Given instruction:
Can you repeat the rows below, starting with the line containing "Where can the tire" and going on through the last row, with "wheel" substituted for each "tire" and nothing else changed?

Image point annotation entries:

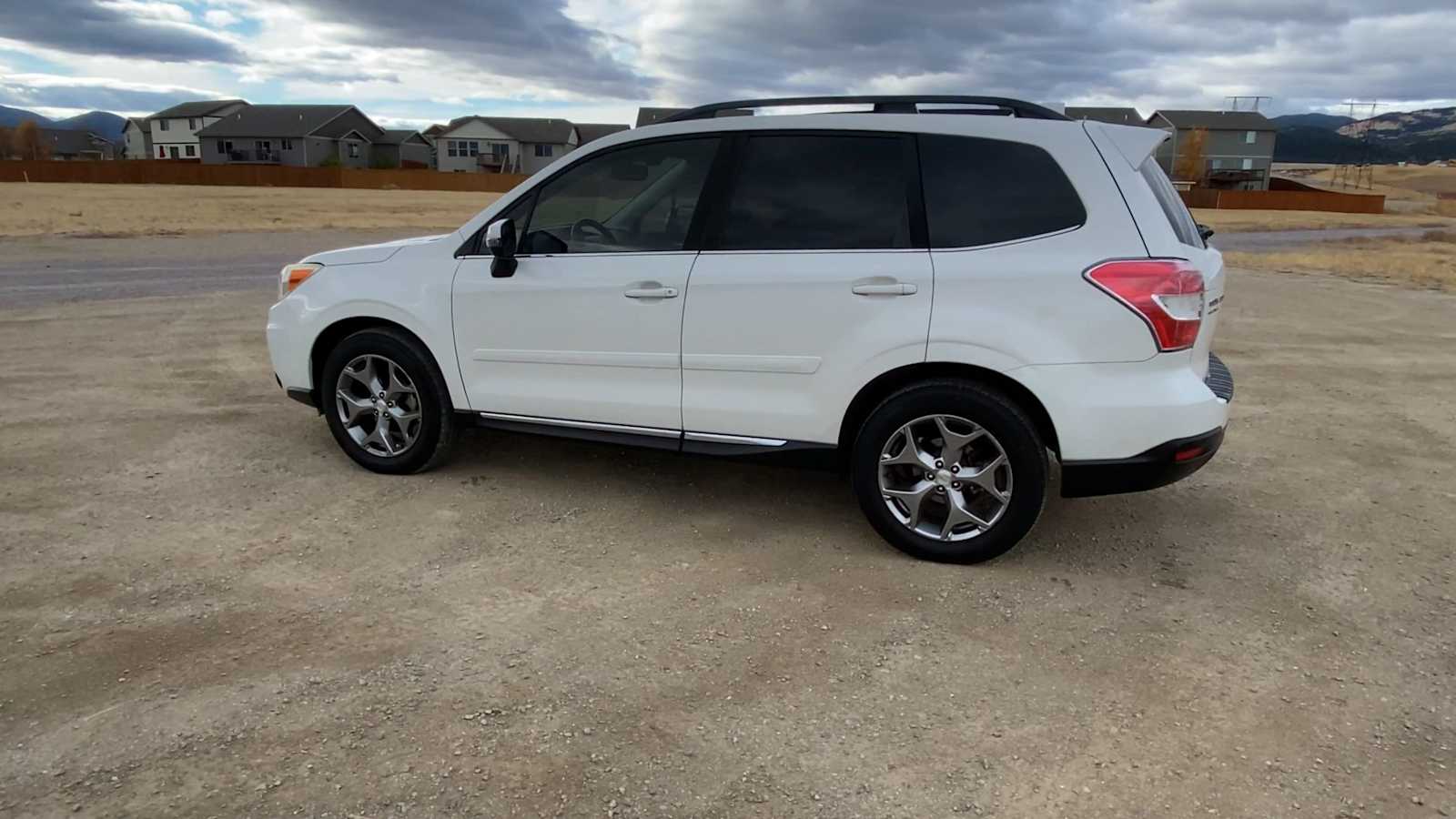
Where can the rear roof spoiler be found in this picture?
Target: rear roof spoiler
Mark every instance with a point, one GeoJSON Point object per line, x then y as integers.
{"type": "Point", "coordinates": [1135, 143]}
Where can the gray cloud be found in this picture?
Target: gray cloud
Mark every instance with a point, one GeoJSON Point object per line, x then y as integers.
{"type": "Point", "coordinates": [87, 96]}
{"type": "Point", "coordinates": [1062, 50]}
{"type": "Point", "coordinates": [85, 26]}
{"type": "Point", "coordinates": [533, 41]}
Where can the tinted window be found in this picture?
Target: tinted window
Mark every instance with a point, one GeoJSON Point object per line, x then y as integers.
{"type": "Point", "coordinates": [1172, 205]}
{"type": "Point", "coordinates": [635, 198]}
{"type": "Point", "coordinates": [985, 191]}
{"type": "Point", "coordinates": [817, 193]}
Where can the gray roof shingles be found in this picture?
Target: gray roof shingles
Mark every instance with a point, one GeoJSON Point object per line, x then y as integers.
{"type": "Point", "coordinates": [274, 121]}
{"type": "Point", "coordinates": [197, 108]}
{"type": "Point", "coordinates": [523, 128]}
{"type": "Point", "coordinates": [1215, 120]}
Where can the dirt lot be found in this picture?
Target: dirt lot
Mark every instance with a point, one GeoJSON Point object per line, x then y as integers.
{"type": "Point", "coordinates": [167, 210]}
{"type": "Point", "coordinates": [207, 611]}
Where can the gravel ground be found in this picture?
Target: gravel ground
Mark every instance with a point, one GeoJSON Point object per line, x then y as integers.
{"type": "Point", "coordinates": [207, 611]}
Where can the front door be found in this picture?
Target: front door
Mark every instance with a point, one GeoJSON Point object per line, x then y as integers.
{"type": "Point", "coordinates": [589, 327]}
{"type": "Point", "coordinates": [810, 283]}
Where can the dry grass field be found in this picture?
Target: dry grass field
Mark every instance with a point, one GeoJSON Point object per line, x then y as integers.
{"type": "Point", "coordinates": [159, 210]}
{"type": "Point", "coordinates": [1424, 261]}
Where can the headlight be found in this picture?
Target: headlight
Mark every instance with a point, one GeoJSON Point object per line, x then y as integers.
{"type": "Point", "coordinates": [293, 276]}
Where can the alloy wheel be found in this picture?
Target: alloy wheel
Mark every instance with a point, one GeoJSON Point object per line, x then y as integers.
{"type": "Point", "coordinates": [945, 477]}
{"type": "Point", "coordinates": [379, 405]}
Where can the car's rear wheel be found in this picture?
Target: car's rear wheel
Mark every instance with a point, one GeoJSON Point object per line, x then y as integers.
{"type": "Point", "coordinates": [950, 471]}
{"type": "Point", "coordinates": [386, 402]}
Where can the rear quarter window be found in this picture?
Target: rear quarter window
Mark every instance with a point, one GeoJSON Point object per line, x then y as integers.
{"type": "Point", "coordinates": [1172, 205]}
{"type": "Point", "coordinates": [982, 191]}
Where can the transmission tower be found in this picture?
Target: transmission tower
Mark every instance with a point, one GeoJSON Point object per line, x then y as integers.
{"type": "Point", "coordinates": [1361, 172]}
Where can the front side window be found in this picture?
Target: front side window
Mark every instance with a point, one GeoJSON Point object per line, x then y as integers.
{"type": "Point", "coordinates": [628, 200]}
{"type": "Point", "coordinates": [982, 191]}
{"type": "Point", "coordinates": [827, 193]}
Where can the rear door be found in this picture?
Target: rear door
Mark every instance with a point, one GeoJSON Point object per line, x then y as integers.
{"type": "Point", "coordinates": [812, 280]}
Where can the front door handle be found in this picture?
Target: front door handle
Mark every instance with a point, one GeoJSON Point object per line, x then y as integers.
{"type": "Point", "coordinates": [897, 288]}
{"type": "Point", "coordinates": [652, 293]}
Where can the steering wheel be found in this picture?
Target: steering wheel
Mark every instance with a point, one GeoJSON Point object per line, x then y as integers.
{"type": "Point", "coordinates": [603, 232]}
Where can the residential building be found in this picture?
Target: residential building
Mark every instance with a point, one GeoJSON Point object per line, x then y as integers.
{"type": "Point", "coordinates": [174, 131]}
{"type": "Point", "coordinates": [650, 116]}
{"type": "Point", "coordinates": [137, 138]}
{"type": "Point", "coordinates": [63, 143]}
{"type": "Point", "coordinates": [1238, 146]}
{"type": "Point", "coordinates": [502, 145]}
{"type": "Point", "coordinates": [587, 131]}
{"type": "Point", "coordinates": [400, 147]}
{"type": "Point", "coordinates": [1114, 116]}
{"type": "Point", "coordinates": [293, 135]}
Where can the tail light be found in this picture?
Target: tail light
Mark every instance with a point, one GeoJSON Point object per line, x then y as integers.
{"type": "Point", "coordinates": [1167, 293]}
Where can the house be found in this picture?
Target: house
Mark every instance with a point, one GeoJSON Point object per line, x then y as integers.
{"type": "Point", "coordinates": [174, 131]}
{"type": "Point", "coordinates": [650, 116]}
{"type": "Point", "coordinates": [137, 138]}
{"type": "Point", "coordinates": [1114, 116]}
{"type": "Point", "coordinates": [400, 147]}
{"type": "Point", "coordinates": [587, 131]}
{"type": "Point", "coordinates": [295, 135]}
{"type": "Point", "coordinates": [502, 145]}
{"type": "Point", "coordinates": [1238, 146]}
{"type": "Point", "coordinates": [62, 143]}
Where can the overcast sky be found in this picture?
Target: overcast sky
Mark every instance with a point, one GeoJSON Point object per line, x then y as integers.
{"type": "Point", "coordinates": [597, 60]}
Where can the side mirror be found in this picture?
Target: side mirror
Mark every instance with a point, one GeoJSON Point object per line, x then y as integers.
{"type": "Point", "coordinates": [500, 239]}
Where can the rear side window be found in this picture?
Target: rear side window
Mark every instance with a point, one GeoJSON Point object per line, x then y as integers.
{"type": "Point", "coordinates": [985, 191]}
{"type": "Point", "coordinates": [1172, 205]}
{"type": "Point", "coordinates": [829, 193]}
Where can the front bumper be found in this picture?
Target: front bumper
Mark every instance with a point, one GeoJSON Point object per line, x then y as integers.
{"type": "Point", "coordinates": [1158, 467]}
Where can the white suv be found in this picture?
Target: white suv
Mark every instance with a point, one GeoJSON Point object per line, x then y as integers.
{"type": "Point", "coordinates": [941, 299]}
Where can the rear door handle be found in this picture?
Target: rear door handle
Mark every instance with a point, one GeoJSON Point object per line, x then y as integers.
{"type": "Point", "coordinates": [652, 293]}
{"type": "Point", "coordinates": [899, 288]}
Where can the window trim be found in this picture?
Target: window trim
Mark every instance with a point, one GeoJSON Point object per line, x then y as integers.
{"type": "Point", "coordinates": [717, 208]}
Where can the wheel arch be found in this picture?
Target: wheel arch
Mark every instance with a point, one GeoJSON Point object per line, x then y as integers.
{"type": "Point", "coordinates": [339, 331]}
{"type": "Point", "coordinates": [890, 380]}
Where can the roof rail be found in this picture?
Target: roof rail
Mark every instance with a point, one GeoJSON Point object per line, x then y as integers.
{"type": "Point", "coordinates": [897, 104]}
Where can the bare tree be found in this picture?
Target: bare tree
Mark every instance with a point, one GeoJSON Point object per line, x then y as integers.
{"type": "Point", "coordinates": [1188, 167]}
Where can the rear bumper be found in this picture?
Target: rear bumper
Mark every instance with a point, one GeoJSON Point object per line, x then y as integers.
{"type": "Point", "coordinates": [1158, 467]}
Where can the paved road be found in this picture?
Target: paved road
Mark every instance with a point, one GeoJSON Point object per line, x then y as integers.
{"type": "Point", "coordinates": [63, 268]}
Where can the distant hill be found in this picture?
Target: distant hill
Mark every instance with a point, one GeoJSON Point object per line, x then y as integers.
{"type": "Point", "coordinates": [1402, 126]}
{"type": "Point", "coordinates": [1329, 121]}
{"type": "Point", "coordinates": [12, 116]}
{"type": "Point", "coordinates": [1400, 136]}
{"type": "Point", "coordinates": [101, 123]}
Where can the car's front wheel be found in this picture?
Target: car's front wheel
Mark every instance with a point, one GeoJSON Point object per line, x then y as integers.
{"type": "Point", "coordinates": [386, 402]}
{"type": "Point", "coordinates": [950, 471]}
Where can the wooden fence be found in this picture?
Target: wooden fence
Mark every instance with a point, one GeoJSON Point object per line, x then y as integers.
{"type": "Point", "coordinates": [167, 172]}
{"type": "Point", "coordinates": [1285, 200]}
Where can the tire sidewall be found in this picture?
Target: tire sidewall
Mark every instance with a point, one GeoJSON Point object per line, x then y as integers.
{"type": "Point", "coordinates": [1002, 419]}
{"type": "Point", "coordinates": [434, 399]}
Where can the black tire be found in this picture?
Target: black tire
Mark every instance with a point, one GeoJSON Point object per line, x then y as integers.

Solution for this exercise:
Where can the wheel sidewall be found in this picture?
Target: wheel sidewall
Mark every instance with a point, one GeoJSON Point object per line, x then y as integers.
{"type": "Point", "coordinates": [1002, 419]}
{"type": "Point", "coordinates": [434, 399]}
Where can the black wheel be found in this picture?
Target: black wheel
Mark every instance with a point, one GeoJSON Point object per line, x then y as integers.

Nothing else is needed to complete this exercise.